Point-per-instance localization data >>
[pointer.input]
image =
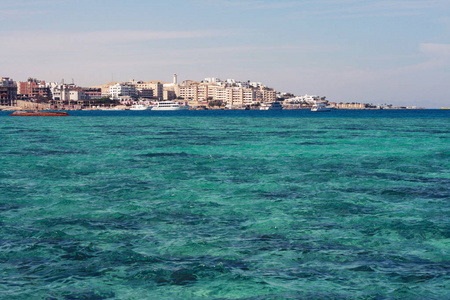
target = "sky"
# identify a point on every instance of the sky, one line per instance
(371, 51)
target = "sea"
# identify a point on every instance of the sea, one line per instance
(292, 204)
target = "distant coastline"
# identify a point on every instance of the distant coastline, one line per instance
(208, 94)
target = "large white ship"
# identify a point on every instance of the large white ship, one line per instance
(140, 107)
(271, 106)
(169, 105)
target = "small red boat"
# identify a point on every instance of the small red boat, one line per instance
(39, 114)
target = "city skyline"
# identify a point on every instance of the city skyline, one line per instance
(378, 51)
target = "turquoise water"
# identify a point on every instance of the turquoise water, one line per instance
(225, 205)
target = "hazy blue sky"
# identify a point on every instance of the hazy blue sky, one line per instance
(379, 51)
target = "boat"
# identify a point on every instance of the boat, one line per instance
(22, 113)
(169, 105)
(318, 106)
(271, 106)
(140, 107)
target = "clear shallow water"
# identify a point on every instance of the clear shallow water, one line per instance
(232, 205)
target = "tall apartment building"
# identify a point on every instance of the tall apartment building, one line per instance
(156, 86)
(8, 91)
(122, 89)
(33, 88)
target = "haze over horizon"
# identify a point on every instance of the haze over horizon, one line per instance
(385, 51)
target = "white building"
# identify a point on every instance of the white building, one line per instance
(122, 89)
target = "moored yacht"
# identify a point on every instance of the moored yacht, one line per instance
(319, 106)
(271, 106)
(169, 105)
(140, 107)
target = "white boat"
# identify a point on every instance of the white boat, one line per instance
(169, 105)
(271, 106)
(318, 106)
(140, 107)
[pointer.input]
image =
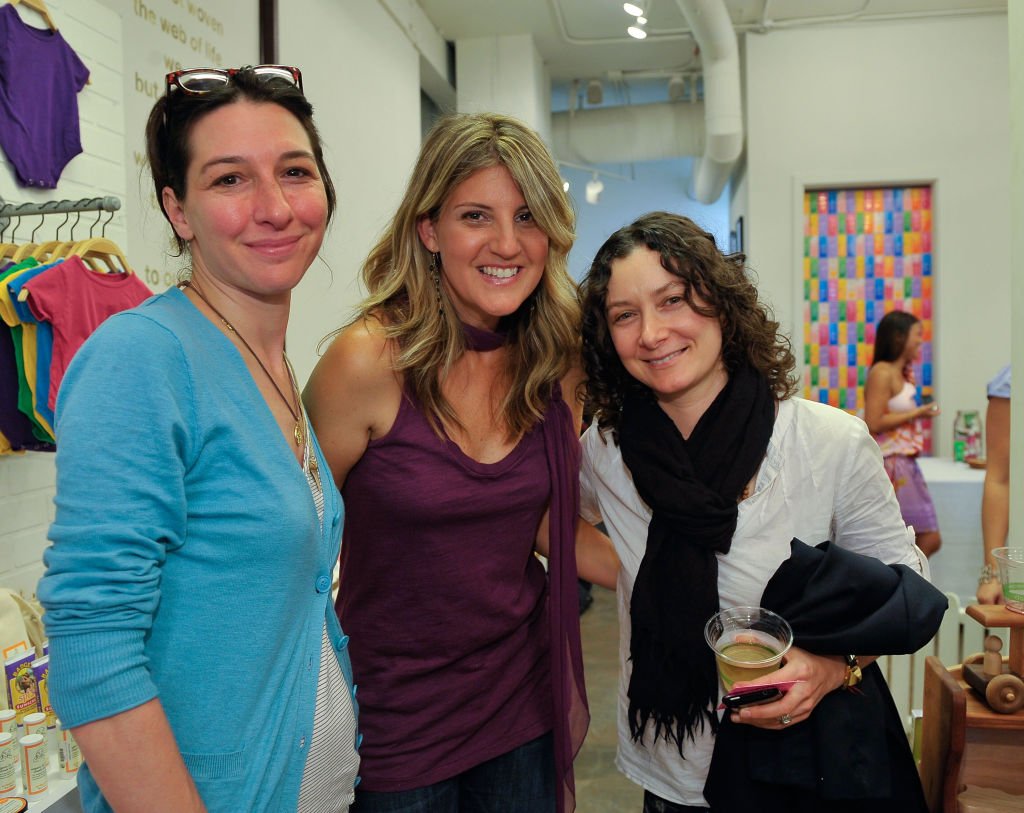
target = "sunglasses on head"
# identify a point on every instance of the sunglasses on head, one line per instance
(197, 81)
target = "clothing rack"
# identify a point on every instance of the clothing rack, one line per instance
(108, 204)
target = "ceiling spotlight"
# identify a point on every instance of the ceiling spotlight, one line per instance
(677, 87)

Task statement >>
The expected result is every record above, word for word, with no pictures in it.

Answer for this exercise >>
[pointer.input]
image =
target = "sky"
# identify a point on every instance of the sky, one line per instance
(371, 51)
target = "sea"
# identify a point on every instance of the sea, one line per instance
(292, 204)
target = "distant coastline"
# identify a point on every instance of the distant coastline, one line per instance
(208, 94)
target = "large white ship"
# identify a point on every instance of the large white ship, one line per instance
(140, 107)
(271, 106)
(169, 105)
target = "small red boat"
# identify a point on every instance of the small red boat, one line per instance
(39, 114)
target = "city skyline"
# identify a point on every instance of the city skyline, one line per instance
(378, 51)
target = "turquoise water"
# identify a point on every instance of the turquoise water, one line per instance
(225, 205)
target = "hazy blue sky"
# identify a point on every instance of the hazy blue sky, one line per instance
(379, 51)
target = "boat"
# identify a point on every instance of the boat, one line per instance
(22, 113)
(169, 105)
(318, 106)
(271, 106)
(140, 107)
target = "clear shallow water"
# identify a point on every instance of the clear shallow water, one line per instance
(232, 205)
target = "tall apartment building"
# identify a point on every instance of the tall apartment building, one line per instance
(156, 86)
(8, 91)
(122, 89)
(33, 88)
target = "haze over horizon"
# identify a point on every instance of the haze over horizon, one line per instance
(385, 51)
target = "white building"
# identify a point on every instance of the white building, one line per instance
(122, 89)
target = "moored yacht"
# identify a point on every instance of the moored yacht, one line per instance
(319, 106)
(271, 106)
(169, 105)
(140, 107)
target = "white boat"
# identify a point on every instance of the white boat, one line per instance
(169, 105)
(271, 106)
(318, 106)
(140, 107)
[pointer.input]
image =
target = "sunglasses on head"
# identify a point on every instance of the sunglasses on head, one line per instance
(197, 81)
target = "clothing rack"
# identify a point on every instance of the clothing rack, one line per instance
(108, 204)
target = "ceiling spotlight"
# identify a point on every instance of the ceiling spotlight, one line per instance
(677, 87)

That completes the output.